-- EXCERPTED TEXT follows --

World Briefs: Cardinal causes stir showing Muslim video
LONDON — A British computer hacker’s decade-long struggle to avoid trial in the U.S. over alleged breaches of military and NASA networks ended in success Tuesday, as the British government ruled he is unfit to face charges there.
Home Secretary Theresa May said she had blocked the U.S. request to extradite Gary McKinnon after medical experts concluded he is seriously depressed and that there is “a high risk of him ending his life.”
The 46-year-old unemployed computer administrator was accused of one of the largest-ever breaches of military networks, carried out soon after the Sept. 11, 2001, attacks in the United States.
British prosecutors now will decide if he should face charges in Britain.
Central bank head removed in probe
BAGHDAD — Iraq abruptly removed the longtime governor of the country’s central bank Tuesday after he and other bank officials were targeted in an investigation into alleged financial wrongdoing.
The governor, Sinan al-Shabibi, is seen as a politically independent economist who has led the bank since shortly after the U.S.-led invasion. He has not been charged with any crime, and his lawyer insists he is innocent.

-- EXCERPTED TEXT concluded --

WHAT TO WORK ON:
a – In the news briefs, who was removed as governor of Iraq's central bank?
b – Write out the part of the news briefs starting at "The 46-year-old unemployed" and ending at "the United States.", word for word.
The material that comes after this point isn't needed.

-- SUPPLIED DATA follows --

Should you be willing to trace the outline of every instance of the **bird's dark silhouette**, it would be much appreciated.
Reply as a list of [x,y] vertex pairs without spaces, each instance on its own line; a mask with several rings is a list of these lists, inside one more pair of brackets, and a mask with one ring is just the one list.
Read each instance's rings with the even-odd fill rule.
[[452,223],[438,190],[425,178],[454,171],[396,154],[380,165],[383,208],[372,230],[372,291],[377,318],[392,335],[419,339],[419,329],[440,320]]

-- SUPPLIED DATA concluded --

ANSWERS TO THE TASKS:
a – Sinan al-Shabibi was removed as governor of Iraq's central bank.

b –
The 46-year-old unemployed computer administrator was accused of one of the largest-ever breaches of military networks, carried out soon after the Sept. 11, 2001, attacks in the United States.